Items
+++++

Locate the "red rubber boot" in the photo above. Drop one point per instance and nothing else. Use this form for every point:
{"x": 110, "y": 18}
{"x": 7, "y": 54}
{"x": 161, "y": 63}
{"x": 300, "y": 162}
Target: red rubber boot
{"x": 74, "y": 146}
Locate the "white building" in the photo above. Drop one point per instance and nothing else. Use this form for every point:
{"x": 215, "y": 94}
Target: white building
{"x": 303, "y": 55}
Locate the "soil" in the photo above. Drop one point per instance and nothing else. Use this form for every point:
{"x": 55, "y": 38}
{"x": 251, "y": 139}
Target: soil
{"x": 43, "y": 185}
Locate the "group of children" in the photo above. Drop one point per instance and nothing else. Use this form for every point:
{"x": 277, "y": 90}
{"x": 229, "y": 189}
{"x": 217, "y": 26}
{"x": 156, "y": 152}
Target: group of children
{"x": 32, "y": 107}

+++++

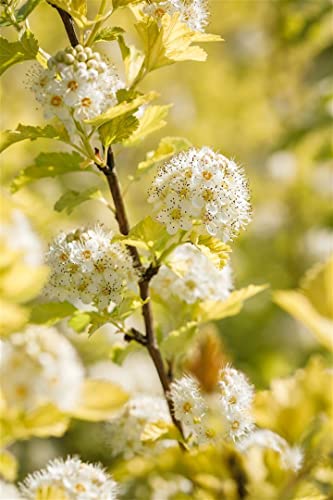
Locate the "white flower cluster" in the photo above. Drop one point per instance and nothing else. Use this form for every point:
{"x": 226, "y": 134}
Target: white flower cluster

+++++

Instructions for the task
Find every line in the listing above that contains the string "Target", matching case exactly, and copy each of those lines in full.

Written response
Target: red rubber boot
Target: white building
Target: soil
Target: group of children
Target: white flower cluster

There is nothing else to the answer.